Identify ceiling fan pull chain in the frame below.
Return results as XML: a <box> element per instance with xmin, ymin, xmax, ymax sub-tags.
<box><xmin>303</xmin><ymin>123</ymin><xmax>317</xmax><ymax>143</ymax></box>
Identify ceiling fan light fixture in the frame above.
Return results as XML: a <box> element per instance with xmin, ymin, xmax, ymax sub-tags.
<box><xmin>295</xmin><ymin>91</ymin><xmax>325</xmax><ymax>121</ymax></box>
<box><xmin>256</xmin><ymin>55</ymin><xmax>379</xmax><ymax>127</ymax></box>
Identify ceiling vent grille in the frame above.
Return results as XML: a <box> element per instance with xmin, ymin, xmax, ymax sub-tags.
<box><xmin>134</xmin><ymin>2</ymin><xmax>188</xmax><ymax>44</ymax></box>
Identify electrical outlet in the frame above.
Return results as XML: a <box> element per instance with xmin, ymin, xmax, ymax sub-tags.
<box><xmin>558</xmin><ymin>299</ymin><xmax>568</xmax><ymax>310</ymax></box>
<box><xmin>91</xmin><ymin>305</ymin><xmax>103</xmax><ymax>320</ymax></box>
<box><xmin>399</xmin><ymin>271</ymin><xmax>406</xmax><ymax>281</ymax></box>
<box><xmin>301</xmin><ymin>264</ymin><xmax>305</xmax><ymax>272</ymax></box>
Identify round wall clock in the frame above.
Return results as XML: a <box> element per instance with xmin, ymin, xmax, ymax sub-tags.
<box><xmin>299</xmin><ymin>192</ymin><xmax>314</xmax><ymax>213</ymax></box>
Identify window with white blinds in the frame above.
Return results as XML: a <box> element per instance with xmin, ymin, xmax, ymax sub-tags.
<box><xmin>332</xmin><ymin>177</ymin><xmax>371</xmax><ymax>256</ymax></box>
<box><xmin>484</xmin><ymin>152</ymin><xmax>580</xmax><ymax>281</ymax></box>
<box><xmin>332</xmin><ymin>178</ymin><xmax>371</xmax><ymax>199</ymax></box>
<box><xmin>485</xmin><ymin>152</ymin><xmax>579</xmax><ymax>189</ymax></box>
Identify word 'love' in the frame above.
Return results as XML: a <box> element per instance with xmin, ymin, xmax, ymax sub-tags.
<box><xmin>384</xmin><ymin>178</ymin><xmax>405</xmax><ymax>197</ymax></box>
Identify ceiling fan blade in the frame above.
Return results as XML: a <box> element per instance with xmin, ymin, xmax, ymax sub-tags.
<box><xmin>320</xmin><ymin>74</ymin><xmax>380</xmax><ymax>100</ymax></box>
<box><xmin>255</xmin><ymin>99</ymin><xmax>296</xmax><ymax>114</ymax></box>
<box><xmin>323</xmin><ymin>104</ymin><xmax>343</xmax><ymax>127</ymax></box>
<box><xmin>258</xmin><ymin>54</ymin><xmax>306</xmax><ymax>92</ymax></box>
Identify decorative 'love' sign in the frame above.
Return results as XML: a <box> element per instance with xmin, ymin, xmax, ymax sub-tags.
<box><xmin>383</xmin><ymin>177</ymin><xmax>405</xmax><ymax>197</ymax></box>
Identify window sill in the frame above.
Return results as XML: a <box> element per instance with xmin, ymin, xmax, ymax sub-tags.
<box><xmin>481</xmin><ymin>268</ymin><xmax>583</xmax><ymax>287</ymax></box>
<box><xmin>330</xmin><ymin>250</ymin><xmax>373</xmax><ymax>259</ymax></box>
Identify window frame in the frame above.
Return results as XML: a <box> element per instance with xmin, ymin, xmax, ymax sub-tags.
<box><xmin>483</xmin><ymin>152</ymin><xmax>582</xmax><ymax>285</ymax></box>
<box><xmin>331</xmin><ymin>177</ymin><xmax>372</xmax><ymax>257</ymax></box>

————

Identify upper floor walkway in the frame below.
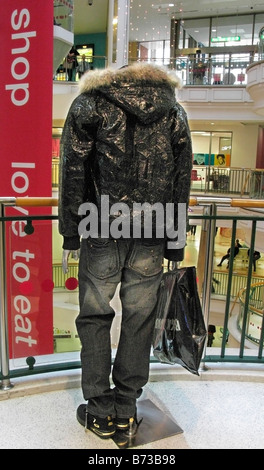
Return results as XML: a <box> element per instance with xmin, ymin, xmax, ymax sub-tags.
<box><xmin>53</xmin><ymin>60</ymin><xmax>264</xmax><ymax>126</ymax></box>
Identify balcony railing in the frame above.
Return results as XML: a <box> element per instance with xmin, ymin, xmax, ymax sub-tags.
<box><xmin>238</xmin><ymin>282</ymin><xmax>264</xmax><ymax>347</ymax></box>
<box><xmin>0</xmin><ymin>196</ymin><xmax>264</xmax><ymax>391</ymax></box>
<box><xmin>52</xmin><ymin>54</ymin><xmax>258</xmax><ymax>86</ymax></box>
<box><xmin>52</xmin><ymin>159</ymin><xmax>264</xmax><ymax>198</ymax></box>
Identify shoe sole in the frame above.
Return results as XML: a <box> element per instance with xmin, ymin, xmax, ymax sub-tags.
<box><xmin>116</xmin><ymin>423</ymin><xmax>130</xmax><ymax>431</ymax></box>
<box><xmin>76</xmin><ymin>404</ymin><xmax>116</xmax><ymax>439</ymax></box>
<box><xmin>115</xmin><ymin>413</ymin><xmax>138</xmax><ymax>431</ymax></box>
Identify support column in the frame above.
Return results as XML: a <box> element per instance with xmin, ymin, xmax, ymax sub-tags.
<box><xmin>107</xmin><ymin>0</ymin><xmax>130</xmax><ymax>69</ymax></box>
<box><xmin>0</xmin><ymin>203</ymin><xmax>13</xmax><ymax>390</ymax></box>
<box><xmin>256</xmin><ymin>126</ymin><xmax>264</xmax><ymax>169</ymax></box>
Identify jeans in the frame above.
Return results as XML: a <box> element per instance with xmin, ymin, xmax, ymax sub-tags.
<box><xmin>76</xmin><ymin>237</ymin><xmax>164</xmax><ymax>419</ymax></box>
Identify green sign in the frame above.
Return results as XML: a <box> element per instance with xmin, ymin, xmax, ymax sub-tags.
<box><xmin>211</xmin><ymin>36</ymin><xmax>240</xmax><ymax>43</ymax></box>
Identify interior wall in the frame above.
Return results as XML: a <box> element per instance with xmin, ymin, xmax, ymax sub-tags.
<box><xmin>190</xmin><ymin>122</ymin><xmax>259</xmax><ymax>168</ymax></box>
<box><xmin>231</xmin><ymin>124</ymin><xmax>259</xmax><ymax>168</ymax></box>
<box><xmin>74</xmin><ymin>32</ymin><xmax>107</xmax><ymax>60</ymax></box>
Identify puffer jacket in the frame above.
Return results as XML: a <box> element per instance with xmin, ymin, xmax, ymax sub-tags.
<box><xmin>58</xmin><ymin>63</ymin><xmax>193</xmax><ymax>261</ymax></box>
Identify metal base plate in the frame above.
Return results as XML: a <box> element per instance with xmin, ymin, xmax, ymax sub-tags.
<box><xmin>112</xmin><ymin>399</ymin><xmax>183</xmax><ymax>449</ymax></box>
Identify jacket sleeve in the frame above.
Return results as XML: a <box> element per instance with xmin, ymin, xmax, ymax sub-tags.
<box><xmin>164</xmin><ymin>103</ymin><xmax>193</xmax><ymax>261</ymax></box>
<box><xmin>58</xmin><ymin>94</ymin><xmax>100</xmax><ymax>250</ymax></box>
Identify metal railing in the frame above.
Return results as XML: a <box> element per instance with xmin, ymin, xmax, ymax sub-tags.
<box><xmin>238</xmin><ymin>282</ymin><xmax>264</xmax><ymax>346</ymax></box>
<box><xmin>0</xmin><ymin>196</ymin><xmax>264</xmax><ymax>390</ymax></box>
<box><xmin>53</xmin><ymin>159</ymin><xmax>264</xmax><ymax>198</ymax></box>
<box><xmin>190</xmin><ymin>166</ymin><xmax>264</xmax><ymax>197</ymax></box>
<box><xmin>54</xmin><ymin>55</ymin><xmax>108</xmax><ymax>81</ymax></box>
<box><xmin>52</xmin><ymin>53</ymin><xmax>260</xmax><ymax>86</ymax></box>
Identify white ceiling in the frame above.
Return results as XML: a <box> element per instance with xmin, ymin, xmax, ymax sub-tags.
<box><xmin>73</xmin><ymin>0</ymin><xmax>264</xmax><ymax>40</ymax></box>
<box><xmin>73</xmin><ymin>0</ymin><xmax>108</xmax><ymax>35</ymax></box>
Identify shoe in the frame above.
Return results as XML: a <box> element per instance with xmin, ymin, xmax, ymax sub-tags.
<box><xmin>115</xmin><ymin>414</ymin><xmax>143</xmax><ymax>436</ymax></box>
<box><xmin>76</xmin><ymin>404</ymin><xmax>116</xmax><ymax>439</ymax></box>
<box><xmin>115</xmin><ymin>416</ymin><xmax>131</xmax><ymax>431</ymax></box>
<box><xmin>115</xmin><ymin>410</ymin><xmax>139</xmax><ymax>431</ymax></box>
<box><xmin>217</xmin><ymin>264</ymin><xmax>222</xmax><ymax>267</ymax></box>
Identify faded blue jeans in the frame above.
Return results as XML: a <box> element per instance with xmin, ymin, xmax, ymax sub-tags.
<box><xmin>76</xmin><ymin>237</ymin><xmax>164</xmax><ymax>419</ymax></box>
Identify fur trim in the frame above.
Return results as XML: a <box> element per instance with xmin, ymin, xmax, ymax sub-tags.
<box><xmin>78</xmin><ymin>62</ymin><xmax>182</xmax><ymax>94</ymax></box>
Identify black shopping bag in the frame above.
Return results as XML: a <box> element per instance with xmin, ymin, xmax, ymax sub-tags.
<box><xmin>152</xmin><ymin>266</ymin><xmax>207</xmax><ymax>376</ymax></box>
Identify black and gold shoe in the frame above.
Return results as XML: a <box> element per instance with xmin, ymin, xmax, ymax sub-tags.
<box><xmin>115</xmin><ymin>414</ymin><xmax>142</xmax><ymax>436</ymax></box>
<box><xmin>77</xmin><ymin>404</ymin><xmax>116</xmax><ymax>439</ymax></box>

————

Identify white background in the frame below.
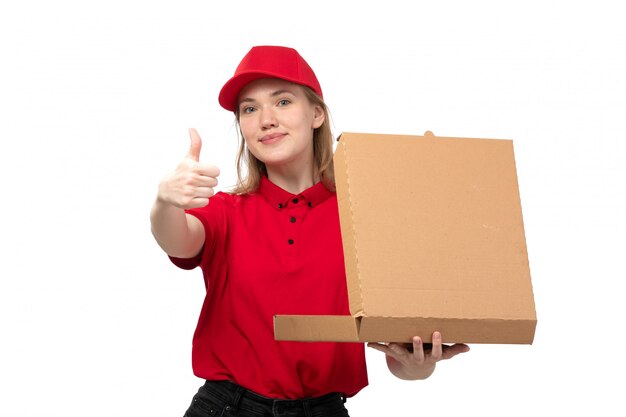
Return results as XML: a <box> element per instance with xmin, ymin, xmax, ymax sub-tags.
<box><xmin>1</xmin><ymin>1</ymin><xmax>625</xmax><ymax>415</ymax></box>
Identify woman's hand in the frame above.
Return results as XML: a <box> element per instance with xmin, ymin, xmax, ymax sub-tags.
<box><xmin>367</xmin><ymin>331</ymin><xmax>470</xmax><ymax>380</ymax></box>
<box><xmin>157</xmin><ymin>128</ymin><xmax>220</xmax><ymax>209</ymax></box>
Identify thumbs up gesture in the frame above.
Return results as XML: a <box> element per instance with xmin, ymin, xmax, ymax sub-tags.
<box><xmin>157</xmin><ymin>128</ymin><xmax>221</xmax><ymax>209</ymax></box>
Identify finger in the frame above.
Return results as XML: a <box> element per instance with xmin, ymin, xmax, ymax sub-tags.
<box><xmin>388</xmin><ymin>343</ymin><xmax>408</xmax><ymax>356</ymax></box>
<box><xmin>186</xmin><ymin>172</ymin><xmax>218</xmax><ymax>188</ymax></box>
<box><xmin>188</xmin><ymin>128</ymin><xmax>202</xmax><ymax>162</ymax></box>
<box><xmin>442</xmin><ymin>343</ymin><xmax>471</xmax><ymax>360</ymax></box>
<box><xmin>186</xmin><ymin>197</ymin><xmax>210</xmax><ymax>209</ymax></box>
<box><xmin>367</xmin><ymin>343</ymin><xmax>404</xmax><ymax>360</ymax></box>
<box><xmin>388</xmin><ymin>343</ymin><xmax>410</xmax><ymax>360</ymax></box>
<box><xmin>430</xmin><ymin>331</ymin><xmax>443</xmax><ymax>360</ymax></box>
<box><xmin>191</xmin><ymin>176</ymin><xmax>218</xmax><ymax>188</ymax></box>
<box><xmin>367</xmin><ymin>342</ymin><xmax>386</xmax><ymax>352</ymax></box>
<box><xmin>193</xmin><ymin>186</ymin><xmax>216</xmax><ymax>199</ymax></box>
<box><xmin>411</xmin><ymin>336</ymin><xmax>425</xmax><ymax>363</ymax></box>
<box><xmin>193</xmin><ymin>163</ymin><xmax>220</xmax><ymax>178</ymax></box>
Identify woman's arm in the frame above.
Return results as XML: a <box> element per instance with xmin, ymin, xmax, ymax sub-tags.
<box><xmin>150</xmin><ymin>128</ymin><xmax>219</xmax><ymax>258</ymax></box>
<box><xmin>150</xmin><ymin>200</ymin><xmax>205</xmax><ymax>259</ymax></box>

————

## Problem statement
Which lines above contain "jacket"? Show each of them.

## Written answer
Identify puffer jacket in the frame above.
Identify jacket sleeve in the frame above.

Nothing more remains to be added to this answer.